- **TASK INSTRUCTIONS**:
Convert the rows below into a numbered list, starting at the line that contains "on the bright" and ending at the last line of the rows. Omit blank lines, and leave the pictures out of your answer.

- **DATA SECTION**:
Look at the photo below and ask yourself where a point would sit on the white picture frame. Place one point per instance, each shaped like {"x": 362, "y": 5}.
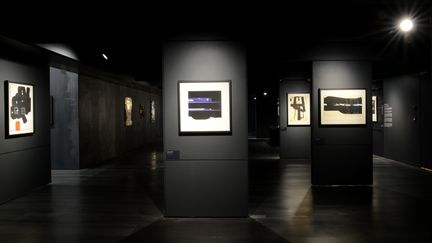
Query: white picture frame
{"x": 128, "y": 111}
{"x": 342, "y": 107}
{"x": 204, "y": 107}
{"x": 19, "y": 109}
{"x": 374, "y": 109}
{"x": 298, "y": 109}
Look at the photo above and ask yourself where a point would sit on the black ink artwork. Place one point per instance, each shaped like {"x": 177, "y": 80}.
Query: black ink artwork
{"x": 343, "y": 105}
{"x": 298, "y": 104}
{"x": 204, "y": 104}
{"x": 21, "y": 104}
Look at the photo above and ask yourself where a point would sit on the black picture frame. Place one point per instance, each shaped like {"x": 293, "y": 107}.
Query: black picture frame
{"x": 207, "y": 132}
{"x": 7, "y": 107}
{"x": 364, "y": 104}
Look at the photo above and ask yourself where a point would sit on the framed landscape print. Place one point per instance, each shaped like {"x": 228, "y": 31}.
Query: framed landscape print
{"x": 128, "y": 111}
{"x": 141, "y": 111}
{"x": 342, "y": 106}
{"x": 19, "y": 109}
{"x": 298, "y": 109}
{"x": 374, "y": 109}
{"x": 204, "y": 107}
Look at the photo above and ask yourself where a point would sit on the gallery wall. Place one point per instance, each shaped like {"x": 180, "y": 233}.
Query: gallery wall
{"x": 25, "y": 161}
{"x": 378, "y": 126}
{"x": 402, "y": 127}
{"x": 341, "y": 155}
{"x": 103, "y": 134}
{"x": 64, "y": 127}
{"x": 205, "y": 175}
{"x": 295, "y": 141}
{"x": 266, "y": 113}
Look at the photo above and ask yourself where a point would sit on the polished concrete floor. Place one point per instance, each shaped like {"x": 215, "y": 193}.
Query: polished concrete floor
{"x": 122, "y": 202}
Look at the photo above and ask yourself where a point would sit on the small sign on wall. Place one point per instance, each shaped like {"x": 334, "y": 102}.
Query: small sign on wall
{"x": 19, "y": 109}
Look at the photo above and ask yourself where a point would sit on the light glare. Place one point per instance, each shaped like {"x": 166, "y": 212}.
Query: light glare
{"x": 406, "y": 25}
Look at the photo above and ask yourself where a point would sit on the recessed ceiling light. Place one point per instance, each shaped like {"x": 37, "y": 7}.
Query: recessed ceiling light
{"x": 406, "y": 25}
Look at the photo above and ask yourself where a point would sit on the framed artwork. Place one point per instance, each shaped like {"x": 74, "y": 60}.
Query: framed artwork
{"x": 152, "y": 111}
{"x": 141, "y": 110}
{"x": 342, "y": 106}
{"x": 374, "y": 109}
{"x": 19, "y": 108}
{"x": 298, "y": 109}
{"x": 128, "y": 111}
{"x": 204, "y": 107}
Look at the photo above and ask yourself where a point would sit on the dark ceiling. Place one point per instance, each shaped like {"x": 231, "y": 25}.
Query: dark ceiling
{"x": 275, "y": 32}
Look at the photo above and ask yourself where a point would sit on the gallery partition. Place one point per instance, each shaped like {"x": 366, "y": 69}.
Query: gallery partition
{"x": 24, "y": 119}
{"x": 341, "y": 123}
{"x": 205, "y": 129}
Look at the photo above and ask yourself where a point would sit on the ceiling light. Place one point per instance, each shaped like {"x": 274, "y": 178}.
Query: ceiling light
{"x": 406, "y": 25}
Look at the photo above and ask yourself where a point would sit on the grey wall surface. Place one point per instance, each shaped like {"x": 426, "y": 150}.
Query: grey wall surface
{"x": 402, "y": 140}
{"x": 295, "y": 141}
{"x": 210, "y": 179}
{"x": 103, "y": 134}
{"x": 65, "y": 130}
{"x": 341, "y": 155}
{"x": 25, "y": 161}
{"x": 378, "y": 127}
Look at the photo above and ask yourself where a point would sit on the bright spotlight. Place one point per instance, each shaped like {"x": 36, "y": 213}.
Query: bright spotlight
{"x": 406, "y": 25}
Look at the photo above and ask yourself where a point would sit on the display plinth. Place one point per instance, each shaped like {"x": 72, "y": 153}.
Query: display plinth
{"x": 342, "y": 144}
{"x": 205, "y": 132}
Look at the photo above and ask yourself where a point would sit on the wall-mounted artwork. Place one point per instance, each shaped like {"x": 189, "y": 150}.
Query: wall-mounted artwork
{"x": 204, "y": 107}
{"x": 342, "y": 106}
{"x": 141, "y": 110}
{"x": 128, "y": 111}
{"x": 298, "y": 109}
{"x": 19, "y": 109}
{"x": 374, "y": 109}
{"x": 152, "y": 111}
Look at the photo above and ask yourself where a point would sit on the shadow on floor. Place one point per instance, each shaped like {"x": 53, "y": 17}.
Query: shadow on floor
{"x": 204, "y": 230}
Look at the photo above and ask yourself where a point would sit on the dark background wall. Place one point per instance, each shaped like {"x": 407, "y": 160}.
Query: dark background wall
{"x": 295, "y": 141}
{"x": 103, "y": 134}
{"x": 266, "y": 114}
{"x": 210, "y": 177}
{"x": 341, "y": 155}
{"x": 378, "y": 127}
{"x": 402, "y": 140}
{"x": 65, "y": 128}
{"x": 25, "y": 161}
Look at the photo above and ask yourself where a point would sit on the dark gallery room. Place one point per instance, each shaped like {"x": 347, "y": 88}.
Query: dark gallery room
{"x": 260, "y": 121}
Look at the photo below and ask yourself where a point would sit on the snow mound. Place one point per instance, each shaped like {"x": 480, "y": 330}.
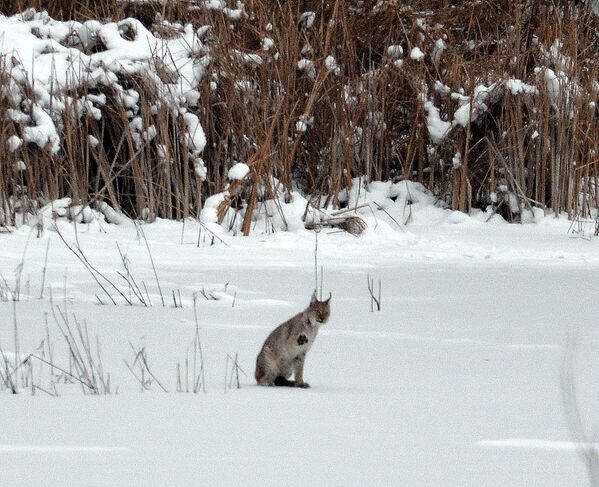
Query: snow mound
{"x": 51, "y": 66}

- **RESPONSE**:
1. Look at the photo above and ask yourself where a point would sit on the bright spotlight. Place one point per instance, each shaped like {"x": 36, "y": 213}.
2. Query: bright spotlight
3. {"x": 406, "y": 25}
4. Look at the photo above and ask yourself where a point would sit on the display plinth. Place one point per instance, each shaped like {"x": 72, "y": 153}.
5. Query: display plinth
6. {"x": 342, "y": 144}
7. {"x": 205, "y": 132}
8. Look at the photo above and ask yourself where a point would sit on the wall-mounted artwork. Place one point per instance, each shaped like {"x": 189, "y": 150}.
9. Query: wall-mounted artwork
10. {"x": 204, "y": 107}
11. {"x": 342, "y": 106}
12. {"x": 141, "y": 110}
13. {"x": 128, "y": 111}
14. {"x": 298, "y": 109}
15. {"x": 19, "y": 109}
16. {"x": 374, "y": 109}
17. {"x": 152, "y": 111}
18. Look at the photo above and ask yourself where a point would sit on the shadow on floor. Place one point per instance, each shaped like {"x": 53, "y": 17}.
19. Query: shadow on floor
20. {"x": 204, "y": 230}
21. Look at the photo above and ask yourself where a point would sit on the dark background wall. Place one point per instance, each shaped like {"x": 407, "y": 160}.
22. Query: dark background wall
23. {"x": 295, "y": 141}
24. {"x": 103, "y": 134}
25. {"x": 266, "y": 114}
26. {"x": 210, "y": 177}
27. {"x": 341, "y": 155}
28. {"x": 378, "y": 127}
29. {"x": 402, "y": 140}
30. {"x": 65, "y": 128}
31. {"x": 25, "y": 161}
32. Look at the photo above and ask yourself where a point would sit on the dark gallery room. Place one point per instance, each shaped like {"x": 347, "y": 88}.
33. Query: dark gallery room
34. {"x": 260, "y": 121}
35. Look at the photo below and ask yourself where a point would sit on the snow mound. Place one point per instance, each shaped like {"x": 480, "y": 330}.
36. Query: snow mound
37. {"x": 51, "y": 66}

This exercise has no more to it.